-- Start of Source extract --

TIPPETT: This is Speaking of Faith. Stay with us.

[Announcements]

TIPPETT: I’m Krista Tippett. E. Ethelbert Miller is a poet, self-described literary activist and long-time director of the Afro-American Studies Resource Center at Howard University. He first went there when it was a crucible of a new kind of black identity in the 1960s. We’ll explore his experience of the African American history that has evolved ever since. In writing and in life, his voice resembles a jazz riff more than a linear narrative.

At once playful and challenging, E. Ethelbert Miller pushes at the parameters within which mainstream America routinely sees what he calls “Blackness,” artistic, political and spiritual. We’ll also hear the words and art of others, including Malcolm X, Charles Johnson, Lucille Clifton and John Coltrane.

From American Public Media, this is Speaking of Faith, public radio’s conversation about religion, meaning, ethics, and ideas. Today, “Black & Universal,” meeting E. Ethelbert Miller.

E. Ethelbert Miller is the author of nine books of poetry and two poetically wrought memoirs. That E. stands for Eugene and this was what people called him for the first 18 years of his life. He landed at Howard University as an undergraduate in 1968, the moment in which Black Power was finding its voice, but he grew up in the South Bronx in a West Indian immigrant family and, as he describes it, his parents were far more immersed in that culture and more concerned with putting food on the table than with what was happening in far, far away Selma or Birmingham. “Although I was saddened by the April assassination of Martin Luther King, Jr.,” Miller has written, “I did not mourn his death as something which had affected my immediate family.”

MR. MILLER: So when I came to Howard, I was sort of baptized by this black college. You know, people wearing Afros. The university had just had a major student takeover, so it was a radical departure. You know, I remember seeing Stokie Carmichael walking across the campus. I mean, one book that I had packed was Black Power by him and Charles Hamilton. So my Afro was growing a little bit and I was beginning to connect with that part of me that I didn’t know about.

-- End of Source extract --

• _To be done_
**a)** From the Speaking of Faith transcript, return the passage that begins at the words "TIPPETT: I’m Krista" and stops after "a linear narrative.".
**b)** According to the Speaking of Faith transcript, what does the "E." in E. Ethelbert Miller's name stand for?

-- Start of Information provided --

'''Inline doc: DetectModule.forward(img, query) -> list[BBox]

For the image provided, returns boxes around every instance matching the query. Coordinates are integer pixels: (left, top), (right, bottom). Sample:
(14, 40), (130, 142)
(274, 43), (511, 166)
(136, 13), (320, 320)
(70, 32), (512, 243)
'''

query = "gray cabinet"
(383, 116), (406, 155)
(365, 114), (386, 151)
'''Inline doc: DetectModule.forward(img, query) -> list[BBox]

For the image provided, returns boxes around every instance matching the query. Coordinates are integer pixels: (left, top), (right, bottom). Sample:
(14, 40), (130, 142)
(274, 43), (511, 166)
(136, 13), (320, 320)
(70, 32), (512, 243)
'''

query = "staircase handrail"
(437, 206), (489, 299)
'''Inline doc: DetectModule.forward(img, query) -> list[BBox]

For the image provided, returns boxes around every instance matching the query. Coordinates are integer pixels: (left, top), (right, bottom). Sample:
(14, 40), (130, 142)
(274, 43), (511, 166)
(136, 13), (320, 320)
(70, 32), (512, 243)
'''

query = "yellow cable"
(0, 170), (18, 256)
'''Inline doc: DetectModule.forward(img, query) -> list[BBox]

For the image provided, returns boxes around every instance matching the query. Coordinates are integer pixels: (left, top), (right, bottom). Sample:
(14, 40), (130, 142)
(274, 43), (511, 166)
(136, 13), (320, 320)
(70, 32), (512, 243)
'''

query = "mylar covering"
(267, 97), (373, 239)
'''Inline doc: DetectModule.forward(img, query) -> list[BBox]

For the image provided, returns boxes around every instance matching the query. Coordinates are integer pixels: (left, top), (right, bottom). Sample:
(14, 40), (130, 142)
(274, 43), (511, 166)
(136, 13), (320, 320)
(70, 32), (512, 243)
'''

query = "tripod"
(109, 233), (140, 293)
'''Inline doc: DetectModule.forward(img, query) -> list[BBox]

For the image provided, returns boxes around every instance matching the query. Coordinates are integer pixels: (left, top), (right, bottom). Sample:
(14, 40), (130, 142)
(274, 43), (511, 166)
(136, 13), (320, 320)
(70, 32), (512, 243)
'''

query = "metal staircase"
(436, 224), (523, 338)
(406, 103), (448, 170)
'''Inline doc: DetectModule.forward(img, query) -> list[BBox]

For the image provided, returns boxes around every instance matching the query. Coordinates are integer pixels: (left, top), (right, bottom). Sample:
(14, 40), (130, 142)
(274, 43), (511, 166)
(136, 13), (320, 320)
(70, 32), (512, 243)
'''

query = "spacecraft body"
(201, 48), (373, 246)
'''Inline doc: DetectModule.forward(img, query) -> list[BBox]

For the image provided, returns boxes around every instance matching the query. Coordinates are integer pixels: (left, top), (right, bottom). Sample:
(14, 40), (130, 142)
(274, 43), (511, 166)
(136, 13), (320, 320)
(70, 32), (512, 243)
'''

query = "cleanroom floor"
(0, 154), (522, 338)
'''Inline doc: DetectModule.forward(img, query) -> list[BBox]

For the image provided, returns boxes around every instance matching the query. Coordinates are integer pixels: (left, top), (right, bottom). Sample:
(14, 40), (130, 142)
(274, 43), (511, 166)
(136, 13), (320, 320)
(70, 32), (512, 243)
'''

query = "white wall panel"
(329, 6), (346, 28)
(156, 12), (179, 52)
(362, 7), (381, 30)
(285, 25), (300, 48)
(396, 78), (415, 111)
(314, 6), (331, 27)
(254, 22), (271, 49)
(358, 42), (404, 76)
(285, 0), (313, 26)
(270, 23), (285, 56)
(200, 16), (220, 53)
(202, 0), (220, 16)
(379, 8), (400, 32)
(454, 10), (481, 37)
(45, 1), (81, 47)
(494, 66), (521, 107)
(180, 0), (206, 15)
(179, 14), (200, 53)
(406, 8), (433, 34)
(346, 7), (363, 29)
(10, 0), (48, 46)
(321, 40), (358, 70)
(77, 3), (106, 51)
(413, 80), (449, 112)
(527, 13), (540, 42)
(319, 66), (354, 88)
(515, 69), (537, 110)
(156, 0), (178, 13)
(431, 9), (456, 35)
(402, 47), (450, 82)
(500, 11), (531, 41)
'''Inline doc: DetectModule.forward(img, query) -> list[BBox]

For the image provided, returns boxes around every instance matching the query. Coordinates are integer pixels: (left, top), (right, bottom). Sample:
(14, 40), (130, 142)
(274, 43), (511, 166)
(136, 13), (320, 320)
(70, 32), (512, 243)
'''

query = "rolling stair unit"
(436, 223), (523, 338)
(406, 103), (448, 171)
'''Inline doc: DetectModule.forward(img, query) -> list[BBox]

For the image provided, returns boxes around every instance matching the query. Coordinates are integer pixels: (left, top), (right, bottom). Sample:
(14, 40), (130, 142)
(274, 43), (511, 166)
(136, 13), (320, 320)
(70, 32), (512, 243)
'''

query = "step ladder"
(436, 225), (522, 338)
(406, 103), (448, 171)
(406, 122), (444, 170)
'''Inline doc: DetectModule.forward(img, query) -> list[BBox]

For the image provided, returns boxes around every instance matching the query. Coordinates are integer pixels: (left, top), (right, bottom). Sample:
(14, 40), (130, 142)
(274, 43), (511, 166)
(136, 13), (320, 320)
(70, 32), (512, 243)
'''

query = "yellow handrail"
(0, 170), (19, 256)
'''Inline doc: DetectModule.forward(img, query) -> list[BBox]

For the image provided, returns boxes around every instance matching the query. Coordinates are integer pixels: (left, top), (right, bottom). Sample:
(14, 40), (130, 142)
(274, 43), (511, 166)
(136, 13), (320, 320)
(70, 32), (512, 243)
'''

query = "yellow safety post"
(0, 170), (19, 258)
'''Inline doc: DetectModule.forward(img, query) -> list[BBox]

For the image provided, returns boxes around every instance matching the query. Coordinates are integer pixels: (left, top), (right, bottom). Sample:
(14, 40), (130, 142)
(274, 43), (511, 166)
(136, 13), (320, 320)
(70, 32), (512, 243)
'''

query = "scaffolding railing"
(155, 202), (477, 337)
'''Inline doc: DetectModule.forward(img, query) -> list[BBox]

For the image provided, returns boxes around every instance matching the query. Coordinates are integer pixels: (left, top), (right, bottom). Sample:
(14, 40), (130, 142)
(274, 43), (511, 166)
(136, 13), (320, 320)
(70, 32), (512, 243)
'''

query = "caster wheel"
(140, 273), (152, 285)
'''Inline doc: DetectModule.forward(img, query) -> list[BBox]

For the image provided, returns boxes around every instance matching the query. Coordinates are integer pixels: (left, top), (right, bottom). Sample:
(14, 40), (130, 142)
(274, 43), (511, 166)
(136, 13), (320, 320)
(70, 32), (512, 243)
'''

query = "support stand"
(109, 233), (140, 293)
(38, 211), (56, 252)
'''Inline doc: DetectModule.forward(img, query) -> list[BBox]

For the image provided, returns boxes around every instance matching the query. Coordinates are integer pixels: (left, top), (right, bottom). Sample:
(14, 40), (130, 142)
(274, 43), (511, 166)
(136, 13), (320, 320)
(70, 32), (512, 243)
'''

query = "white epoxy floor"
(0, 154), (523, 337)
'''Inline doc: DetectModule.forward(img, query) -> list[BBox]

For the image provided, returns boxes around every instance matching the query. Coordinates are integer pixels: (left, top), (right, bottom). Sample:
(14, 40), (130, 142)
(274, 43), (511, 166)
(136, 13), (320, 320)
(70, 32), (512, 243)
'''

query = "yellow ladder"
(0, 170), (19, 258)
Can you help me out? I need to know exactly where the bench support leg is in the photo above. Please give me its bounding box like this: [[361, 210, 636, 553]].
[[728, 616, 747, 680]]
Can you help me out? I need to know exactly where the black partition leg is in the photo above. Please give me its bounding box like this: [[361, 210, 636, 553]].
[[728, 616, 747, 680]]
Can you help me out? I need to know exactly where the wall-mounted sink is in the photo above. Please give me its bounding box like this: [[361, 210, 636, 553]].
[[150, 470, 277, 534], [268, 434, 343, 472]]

-- End of Information provided --

• _Solutions for each task_
**a)**
TIPPETT: I’m Krista Tippett. E. Ethelbert Miller is a poet, self-described literary activist and long-time director of the Afro-American Studies Resource Center at Howard University. He first went there when it was a crucible of a new kind of black identity in the 1960s. We’ll explore his experience of the African American history that has evolved ever since. In writing and in life, his voice resembles a jazz riff more than a linear narrative.

**b)** Eugene